**AIM OF THE EXERCISE:** Please count the lines in the items below that contain the string "positive", and give only that number.

============================================================

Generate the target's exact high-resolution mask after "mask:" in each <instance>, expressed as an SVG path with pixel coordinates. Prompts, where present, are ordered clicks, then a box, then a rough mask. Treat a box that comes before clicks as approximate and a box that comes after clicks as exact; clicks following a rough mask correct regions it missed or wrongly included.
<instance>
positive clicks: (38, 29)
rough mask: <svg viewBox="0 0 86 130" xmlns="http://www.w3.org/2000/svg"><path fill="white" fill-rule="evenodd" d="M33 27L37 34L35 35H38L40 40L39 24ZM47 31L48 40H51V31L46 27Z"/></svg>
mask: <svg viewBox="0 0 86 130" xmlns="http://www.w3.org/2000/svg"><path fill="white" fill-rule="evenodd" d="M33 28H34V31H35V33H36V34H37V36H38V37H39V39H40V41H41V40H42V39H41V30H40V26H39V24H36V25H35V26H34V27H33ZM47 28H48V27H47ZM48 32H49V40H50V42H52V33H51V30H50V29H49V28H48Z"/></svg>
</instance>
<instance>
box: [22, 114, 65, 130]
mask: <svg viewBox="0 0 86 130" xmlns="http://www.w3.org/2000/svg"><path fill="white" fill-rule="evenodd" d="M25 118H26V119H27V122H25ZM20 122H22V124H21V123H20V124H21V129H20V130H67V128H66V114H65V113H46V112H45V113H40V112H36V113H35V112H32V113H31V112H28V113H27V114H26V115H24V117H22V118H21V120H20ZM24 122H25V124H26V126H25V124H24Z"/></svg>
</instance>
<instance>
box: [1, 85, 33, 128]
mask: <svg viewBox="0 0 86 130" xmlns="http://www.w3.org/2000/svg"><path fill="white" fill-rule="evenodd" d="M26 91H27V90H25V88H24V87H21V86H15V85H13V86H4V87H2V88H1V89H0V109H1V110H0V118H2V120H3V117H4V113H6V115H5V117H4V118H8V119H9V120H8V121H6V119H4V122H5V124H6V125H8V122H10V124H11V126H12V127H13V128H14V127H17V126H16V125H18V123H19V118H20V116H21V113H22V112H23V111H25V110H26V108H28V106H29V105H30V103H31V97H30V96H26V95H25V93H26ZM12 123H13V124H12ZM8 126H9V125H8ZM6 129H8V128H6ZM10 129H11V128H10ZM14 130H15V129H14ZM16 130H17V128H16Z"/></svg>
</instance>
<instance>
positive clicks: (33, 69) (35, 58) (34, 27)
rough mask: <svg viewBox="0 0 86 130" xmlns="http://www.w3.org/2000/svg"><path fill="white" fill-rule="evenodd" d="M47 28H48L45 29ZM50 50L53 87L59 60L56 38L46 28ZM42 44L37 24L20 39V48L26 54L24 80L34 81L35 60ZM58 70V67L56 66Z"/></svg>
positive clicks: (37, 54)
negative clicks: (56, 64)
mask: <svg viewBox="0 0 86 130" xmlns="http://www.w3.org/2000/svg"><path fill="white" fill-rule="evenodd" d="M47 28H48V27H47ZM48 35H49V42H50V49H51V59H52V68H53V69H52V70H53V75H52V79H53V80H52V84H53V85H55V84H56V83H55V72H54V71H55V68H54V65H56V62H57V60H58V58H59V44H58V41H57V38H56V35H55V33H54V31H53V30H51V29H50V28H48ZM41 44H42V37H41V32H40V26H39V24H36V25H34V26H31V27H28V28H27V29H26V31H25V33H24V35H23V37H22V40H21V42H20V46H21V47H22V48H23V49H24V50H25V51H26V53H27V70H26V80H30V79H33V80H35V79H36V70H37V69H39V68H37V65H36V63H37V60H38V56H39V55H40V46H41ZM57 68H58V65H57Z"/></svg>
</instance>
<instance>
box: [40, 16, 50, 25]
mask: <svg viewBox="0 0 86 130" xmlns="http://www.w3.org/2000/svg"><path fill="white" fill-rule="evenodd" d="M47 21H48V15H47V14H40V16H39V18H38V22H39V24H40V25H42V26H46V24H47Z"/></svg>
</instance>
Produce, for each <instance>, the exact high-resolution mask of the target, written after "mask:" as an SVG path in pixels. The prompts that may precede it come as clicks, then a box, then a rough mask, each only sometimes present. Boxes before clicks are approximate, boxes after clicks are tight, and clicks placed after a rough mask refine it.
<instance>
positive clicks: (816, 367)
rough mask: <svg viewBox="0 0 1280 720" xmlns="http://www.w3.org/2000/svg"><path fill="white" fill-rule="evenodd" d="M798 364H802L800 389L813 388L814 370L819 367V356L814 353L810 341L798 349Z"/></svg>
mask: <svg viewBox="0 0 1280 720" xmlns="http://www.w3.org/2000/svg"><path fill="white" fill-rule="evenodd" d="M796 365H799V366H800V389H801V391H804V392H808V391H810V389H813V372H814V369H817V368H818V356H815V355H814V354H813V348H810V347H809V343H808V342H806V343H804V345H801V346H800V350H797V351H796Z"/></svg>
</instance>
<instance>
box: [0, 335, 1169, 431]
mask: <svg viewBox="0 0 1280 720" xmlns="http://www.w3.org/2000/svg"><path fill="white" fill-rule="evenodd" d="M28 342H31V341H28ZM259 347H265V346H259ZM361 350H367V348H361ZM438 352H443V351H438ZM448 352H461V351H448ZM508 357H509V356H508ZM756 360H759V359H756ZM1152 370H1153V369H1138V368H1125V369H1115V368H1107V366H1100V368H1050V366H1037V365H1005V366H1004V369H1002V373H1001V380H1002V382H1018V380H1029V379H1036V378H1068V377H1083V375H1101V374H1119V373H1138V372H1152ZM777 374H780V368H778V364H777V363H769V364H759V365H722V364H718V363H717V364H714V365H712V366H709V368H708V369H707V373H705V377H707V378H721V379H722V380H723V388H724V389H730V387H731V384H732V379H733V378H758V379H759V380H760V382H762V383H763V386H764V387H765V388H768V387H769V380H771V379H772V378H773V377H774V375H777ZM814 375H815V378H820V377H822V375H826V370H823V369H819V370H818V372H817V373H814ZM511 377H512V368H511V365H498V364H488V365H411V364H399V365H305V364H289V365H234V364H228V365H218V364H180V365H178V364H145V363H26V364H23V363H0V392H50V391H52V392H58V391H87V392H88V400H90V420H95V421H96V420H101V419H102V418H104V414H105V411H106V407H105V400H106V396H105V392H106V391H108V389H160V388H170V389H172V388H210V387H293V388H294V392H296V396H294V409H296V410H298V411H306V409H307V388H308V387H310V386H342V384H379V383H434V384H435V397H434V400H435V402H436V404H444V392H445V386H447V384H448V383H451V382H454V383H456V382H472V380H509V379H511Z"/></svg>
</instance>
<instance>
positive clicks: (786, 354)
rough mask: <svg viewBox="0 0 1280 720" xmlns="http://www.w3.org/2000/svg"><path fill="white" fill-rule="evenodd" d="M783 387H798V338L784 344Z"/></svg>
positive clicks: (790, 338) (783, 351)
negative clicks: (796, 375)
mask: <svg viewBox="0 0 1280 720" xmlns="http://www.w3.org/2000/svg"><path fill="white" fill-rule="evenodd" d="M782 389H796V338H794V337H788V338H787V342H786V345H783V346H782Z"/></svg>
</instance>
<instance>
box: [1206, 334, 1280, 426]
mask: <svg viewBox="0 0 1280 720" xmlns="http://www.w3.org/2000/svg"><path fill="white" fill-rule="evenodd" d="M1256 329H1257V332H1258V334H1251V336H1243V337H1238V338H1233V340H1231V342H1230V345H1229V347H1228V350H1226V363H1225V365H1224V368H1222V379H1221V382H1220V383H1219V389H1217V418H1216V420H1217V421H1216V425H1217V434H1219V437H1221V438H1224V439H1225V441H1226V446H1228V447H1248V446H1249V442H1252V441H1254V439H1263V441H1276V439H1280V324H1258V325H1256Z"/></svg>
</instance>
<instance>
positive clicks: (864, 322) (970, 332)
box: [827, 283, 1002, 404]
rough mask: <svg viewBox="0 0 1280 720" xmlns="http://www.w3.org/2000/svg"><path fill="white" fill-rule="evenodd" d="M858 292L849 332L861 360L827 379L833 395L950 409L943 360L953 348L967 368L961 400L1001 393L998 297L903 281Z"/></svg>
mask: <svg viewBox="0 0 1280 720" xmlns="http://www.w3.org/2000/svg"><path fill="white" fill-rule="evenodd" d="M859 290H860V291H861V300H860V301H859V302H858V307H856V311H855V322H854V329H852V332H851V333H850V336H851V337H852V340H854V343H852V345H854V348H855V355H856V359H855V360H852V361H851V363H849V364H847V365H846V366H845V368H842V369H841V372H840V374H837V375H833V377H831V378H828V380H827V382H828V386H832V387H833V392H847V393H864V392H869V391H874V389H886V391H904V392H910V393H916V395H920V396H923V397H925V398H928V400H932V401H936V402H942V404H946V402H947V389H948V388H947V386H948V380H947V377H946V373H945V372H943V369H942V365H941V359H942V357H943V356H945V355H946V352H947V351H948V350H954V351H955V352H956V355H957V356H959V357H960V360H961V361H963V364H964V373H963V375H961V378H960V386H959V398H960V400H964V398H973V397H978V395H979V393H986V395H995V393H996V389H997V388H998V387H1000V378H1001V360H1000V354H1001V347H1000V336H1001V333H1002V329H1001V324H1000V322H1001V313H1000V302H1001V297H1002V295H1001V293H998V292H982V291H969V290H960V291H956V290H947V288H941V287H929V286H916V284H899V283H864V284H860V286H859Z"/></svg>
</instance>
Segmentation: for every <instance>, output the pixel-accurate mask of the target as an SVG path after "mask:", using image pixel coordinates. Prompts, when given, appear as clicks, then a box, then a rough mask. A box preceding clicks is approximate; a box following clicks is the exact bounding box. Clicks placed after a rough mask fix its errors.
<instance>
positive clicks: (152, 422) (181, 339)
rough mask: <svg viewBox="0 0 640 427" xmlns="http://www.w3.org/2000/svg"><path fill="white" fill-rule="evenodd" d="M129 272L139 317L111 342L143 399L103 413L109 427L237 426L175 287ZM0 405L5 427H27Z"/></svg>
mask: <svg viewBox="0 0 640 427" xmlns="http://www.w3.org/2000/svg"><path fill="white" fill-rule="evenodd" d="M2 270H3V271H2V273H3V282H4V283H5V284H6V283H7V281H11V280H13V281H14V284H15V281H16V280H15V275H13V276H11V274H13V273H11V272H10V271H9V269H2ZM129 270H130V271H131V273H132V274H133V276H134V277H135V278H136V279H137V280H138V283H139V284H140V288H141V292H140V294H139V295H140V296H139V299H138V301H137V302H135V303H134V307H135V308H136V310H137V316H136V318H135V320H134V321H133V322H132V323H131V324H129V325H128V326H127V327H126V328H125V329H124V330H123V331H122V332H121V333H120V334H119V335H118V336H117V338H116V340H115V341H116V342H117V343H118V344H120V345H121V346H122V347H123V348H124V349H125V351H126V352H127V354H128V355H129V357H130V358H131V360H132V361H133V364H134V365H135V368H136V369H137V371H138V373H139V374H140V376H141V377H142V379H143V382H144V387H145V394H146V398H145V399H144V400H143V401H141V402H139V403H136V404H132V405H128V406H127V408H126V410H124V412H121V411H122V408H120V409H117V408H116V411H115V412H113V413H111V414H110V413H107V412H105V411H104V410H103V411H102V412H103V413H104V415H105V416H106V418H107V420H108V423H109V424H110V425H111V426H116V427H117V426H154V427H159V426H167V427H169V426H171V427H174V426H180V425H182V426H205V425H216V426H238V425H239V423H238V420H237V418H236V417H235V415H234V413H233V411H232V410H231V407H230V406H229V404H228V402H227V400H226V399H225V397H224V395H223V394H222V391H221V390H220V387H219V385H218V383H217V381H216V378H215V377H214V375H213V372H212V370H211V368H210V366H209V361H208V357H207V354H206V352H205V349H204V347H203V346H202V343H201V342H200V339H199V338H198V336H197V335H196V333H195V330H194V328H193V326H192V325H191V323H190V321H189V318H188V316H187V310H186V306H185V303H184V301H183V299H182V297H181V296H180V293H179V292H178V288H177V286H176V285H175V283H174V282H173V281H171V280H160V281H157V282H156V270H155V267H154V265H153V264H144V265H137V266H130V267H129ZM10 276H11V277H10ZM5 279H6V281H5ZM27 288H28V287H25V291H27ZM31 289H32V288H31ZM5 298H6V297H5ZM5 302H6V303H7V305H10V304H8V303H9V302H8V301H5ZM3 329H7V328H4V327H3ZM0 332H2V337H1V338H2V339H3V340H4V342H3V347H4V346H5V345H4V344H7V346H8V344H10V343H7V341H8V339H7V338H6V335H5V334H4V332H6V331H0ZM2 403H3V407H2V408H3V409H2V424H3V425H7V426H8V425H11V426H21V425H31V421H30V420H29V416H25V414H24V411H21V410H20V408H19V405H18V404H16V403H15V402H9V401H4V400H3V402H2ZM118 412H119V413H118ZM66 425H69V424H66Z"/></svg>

============================================================

**TASK RESULT:** 8